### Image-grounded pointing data
──────────────────────────────
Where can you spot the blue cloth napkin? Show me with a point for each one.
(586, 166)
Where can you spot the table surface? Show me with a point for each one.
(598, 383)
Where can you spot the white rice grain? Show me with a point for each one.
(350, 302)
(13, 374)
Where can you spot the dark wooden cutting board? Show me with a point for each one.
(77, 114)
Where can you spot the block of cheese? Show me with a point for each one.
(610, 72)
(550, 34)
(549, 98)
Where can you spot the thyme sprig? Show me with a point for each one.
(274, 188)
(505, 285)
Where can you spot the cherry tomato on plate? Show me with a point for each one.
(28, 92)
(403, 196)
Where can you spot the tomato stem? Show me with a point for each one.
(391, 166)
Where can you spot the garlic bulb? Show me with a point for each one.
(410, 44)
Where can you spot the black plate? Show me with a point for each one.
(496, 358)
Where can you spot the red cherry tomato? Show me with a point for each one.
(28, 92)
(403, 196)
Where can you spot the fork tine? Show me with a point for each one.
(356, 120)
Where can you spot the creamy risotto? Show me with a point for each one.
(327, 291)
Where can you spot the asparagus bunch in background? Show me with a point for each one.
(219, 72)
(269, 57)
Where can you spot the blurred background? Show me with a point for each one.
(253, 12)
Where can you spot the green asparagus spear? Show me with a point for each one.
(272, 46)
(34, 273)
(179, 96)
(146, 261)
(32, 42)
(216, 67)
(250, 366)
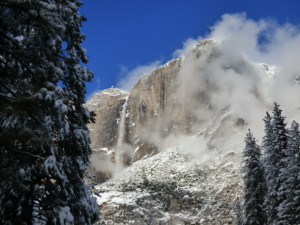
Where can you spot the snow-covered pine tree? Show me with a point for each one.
(274, 146)
(44, 140)
(289, 191)
(238, 213)
(254, 184)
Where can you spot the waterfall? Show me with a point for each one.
(121, 131)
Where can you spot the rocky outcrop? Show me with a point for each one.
(181, 140)
(171, 188)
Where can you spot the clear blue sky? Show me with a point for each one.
(131, 33)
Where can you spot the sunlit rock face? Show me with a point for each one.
(182, 138)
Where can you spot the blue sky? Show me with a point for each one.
(122, 35)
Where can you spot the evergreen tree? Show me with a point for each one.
(238, 212)
(289, 191)
(274, 145)
(254, 185)
(44, 140)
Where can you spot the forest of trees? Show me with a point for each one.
(271, 175)
(44, 140)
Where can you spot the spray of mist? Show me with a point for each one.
(236, 76)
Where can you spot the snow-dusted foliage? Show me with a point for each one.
(275, 181)
(274, 146)
(44, 141)
(238, 213)
(289, 191)
(254, 185)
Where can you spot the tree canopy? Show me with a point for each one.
(44, 140)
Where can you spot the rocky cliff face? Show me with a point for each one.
(178, 136)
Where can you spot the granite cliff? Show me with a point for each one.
(168, 151)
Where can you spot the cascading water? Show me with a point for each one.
(121, 131)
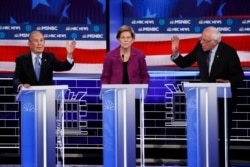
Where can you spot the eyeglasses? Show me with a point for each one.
(205, 41)
(125, 38)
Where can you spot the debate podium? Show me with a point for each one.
(119, 135)
(202, 122)
(42, 129)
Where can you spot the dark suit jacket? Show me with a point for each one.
(25, 73)
(226, 65)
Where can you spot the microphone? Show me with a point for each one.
(122, 57)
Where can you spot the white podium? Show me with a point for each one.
(119, 135)
(202, 122)
(39, 128)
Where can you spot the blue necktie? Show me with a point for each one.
(37, 67)
(208, 60)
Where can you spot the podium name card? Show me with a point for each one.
(202, 122)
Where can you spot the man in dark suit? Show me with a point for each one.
(25, 75)
(217, 62)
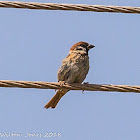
──────────────────────────────
Give every line above again exactly, omitting whatever pictures appear.

### Problem solution
Where can you spot the blue cloth napkin? Show me with a point for each one.
(586, 166)
Where can you spot the table surface? Show me with a point for each one.
(598, 383)
Where can you spot the white rice grain? Show me with a point for each one.
(350, 302)
(13, 374)
Where can you spot the dark wooden cutting board? Show me with a point for each one.
(77, 114)
Where can you spot the block of cheese? Show me with a point for each one.
(610, 72)
(550, 34)
(549, 98)
Where can you spot the thyme sprig? Show me with a point for each one.
(274, 188)
(505, 285)
Where can you spot the cherry tomato on plate? Show me with a point for each one.
(28, 92)
(403, 196)
Where can you spot the tomato stem? Show me with a point for each one.
(391, 166)
Where can you spot the garlic bulb? Show me with a point for each one.
(410, 44)
Where can you spot the black plate? Show me with a point for each one.
(496, 358)
Where can you spot the red cherry tomato? Show me with a point for each one.
(28, 92)
(403, 196)
Where can you spot the fork tine? Show me with a point for each one.
(356, 120)
Where can you spot the creamy risotto? Show me with a point for each one.
(327, 291)
Where can you spot the asparagus bunch in background? Show me with a point for each one.
(219, 72)
(269, 57)
Where can you spot the blurred background? Show me with a point for each one.
(253, 12)
Where can you spot the green asparagus spear? Show me with a point for each one.
(272, 46)
(34, 273)
(179, 96)
(146, 261)
(32, 42)
(216, 67)
(250, 366)
Where can you spot the snow-covered pine tree? Show me with a point for each one.
(274, 146)
(44, 140)
(289, 191)
(238, 213)
(254, 184)
Where can you spot the waterfall? Show me with a point for each one.
(121, 131)
Where can you spot the rocky outcrop? Show me with a point for each one.
(181, 140)
(171, 188)
Where can you spot the clear blue sky? Show me with a point for each one.
(131, 33)
Where can you spot the sunlit rock face? Show me with a point for each one.
(182, 138)
Where can you spot the blue sky? Show me with a point for each one.
(122, 35)
Where can you spot the evergreen tree? Show me with a point for each one.
(238, 212)
(289, 191)
(274, 145)
(254, 185)
(44, 140)
Where can you spot the forest of trees? Show me with a point for each one.
(271, 175)
(44, 140)
Where can you spot the spray of mist? Show me with a point for each one.
(236, 76)
Where can you spot the snow-dusted foliage? Show me with a point for each one.
(275, 181)
(274, 146)
(44, 141)
(238, 213)
(289, 191)
(254, 185)
Where can you spot the tree canopy? Show me with a point for each one.
(44, 140)
Where can you spot the rocky cliff face? Show me with a point for each one.
(178, 136)
Where can you spot the granite cliff? Show me with a point for each one.
(168, 151)
Where can you spot the cascading water? Show me with a point for each one.
(121, 131)
Where can you spot the eyeglasses? Show me with a point for each one.
(205, 41)
(125, 38)
Where can you spot the debate podium? Show me with a point for each one.
(119, 135)
(202, 122)
(42, 129)
Where can you spot the dark suit jacket? Show me with a point for each one.
(25, 73)
(226, 65)
Where can you spot the microphone? Show me with a point for each one.
(122, 57)
Where can you spot the white podium? Show me with a point for each one.
(119, 135)
(202, 122)
(39, 128)
Where can you spot the blue necktie? Show me with a point for each one.
(37, 67)
(208, 60)
Where can you spot the podium name card? Show me with a point for each one.
(202, 122)
Where can you spot the man in dark suit? Show me with a point for each one.
(25, 75)
(217, 62)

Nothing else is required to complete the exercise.